• Objective:
Can you arrange each line of the listing below as a JSON list of strings, one string per line, with blank lines left out?
++++++++++++++++++++
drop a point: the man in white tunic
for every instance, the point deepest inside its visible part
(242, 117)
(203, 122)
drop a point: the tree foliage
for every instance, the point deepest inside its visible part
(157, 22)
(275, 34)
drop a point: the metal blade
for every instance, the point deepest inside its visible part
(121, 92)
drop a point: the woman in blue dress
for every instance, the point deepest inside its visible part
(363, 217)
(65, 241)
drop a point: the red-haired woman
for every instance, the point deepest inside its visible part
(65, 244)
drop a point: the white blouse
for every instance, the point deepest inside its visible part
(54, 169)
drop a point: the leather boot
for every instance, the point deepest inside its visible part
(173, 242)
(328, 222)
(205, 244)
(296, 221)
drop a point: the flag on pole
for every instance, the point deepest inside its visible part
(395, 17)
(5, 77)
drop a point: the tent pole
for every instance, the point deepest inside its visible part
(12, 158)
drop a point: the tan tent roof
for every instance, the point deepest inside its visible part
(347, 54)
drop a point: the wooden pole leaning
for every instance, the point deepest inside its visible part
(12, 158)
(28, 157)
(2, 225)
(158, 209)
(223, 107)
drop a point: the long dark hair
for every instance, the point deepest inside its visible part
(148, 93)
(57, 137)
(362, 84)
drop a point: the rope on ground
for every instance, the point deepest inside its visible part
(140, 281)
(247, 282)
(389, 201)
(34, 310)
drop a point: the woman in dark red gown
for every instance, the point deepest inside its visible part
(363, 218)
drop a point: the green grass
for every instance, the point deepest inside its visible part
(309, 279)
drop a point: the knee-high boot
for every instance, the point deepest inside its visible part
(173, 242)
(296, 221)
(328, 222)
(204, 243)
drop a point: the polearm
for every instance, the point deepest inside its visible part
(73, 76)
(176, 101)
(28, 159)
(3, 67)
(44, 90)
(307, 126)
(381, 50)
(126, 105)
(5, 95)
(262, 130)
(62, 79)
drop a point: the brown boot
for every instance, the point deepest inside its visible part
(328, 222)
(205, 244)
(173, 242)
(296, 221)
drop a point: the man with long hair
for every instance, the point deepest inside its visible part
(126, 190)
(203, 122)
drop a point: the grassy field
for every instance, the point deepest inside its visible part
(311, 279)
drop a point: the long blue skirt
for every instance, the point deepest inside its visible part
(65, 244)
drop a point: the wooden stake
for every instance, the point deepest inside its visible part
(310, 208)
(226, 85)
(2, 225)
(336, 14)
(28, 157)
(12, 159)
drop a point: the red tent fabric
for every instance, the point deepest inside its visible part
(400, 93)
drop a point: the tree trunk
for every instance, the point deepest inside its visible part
++++++++++++++++++++
• Exercise response:
[
  "drop a point: the man in white tunic",
  "for every instance, the point deepest inside its visible part",
  "(242, 117)",
  "(203, 122)",
  "drop a point: the tree foliage",
  "for every instance, the point deepest inside its visible part",
  "(157, 22)",
  "(275, 34)",
  "drop a point: the metal blade",
  "for every instance, the point deepest inside its visible part",
  "(121, 92)",
  "drop a point: the woman in blue dress",
  "for every instance, the point deepest inside its visible part",
  "(363, 217)",
  "(65, 241)",
  "drop a point: the red-haired woman",
  "for every instance, the point deepest inside its visible part",
  "(65, 244)",
  "drop a point: the white blouse",
  "for every instance, the point deepest inside its visible part",
  "(54, 169)",
  "drop a point: the leather boot",
  "for every instance, the point deepest inside its visible part",
  "(173, 242)",
  "(328, 222)",
  "(205, 244)",
  "(296, 221)",
  "drop a point: the flag on pole",
  "for every instance, the point deepest inside its visible part",
  "(395, 17)",
  "(5, 77)",
  "drop a point: the tent pole",
  "for every instance, the point deepest inside its visible part",
  "(12, 158)",
  "drop a point: the tan tent roof",
  "for every instance, the point deepest inside its visible part",
  "(347, 54)",
  "drop a point: the wooden pole leaning",
  "for every instance, the point deepest inside its visible part",
  "(12, 158)",
  "(28, 157)",
  "(2, 225)",
  "(158, 209)",
  "(223, 107)",
  "drop a point: the long dark hair",
  "for every instance, the point deepest inside its visible part",
  "(148, 93)",
  "(57, 137)",
  "(362, 84)",
  "drop a point: the rope on ground",
  "for every instance, the point deepest inside its visible part",
  "(140, 281)",
  "(247, 282)",
  "(389, 201)",
  "(34, 310)",
  "drop a point: the woman in dark red gown",
  "for every instance, the point deepest inside its visible part",
  "(363, 218)",
  "drop a point: the green grass",
  "for every instance, the point deepest inside its visible part",
  "(309, 279)",
  "drop a point: the knee-high boot",
  "for every instance, the point deepest inside its visible part",
  "(173, 242)",
  "(296, 221)",
  "(328, 222)",
  "(204, 243)",
  "drop a point: the polearm",
  "for every instance, the point deepest inside its visible part",
  "(73, 76)",
  "(176, 101)",
  "(28, 159)",
  "(3, 67)",
  "(44, 90)",
  "(307, 126)",
  "(381, 50)",
  "(126, 105)",
  "(5, 95)",
  "(262, 130)",
  "(62, 79)",
  "drop a point: the brown boot",
  "for every instance, the point deepest inside its visible part",
  "(328, 222)",
  "(205, 244)",
  "(173, 242)",
  "(296, 221)",
  "drop a point: the man with long hair",
  "for every instance, the point deepest inside its visible part",
  "(126, 190)",
  "(203, 122)",
  "drop a point: the grassy field",
  "for every instance, the point deepest inside its visible part",
  "(311, 279)",
  "drop a point: the long blue skirt",
  "for every instance, the point deepest inside its visible part",
  "(65, 244)",
  "drop a point: the wooden stake",
  "for every instance, the point deepest inside its visible part",
  "(310, 208)",
  "(226, 85)",
  "(2, 225)",
  "(336, 14)",
  "(28, 157)",
  "(12, 159)",
  "drop a point: the red tent fabric",
  "for every instance, the point deepest inside its visible part",
  "(400, 93)",
  "drop a point: the tree trunk",
  "for every instance, the point deepest inside its visible part"
]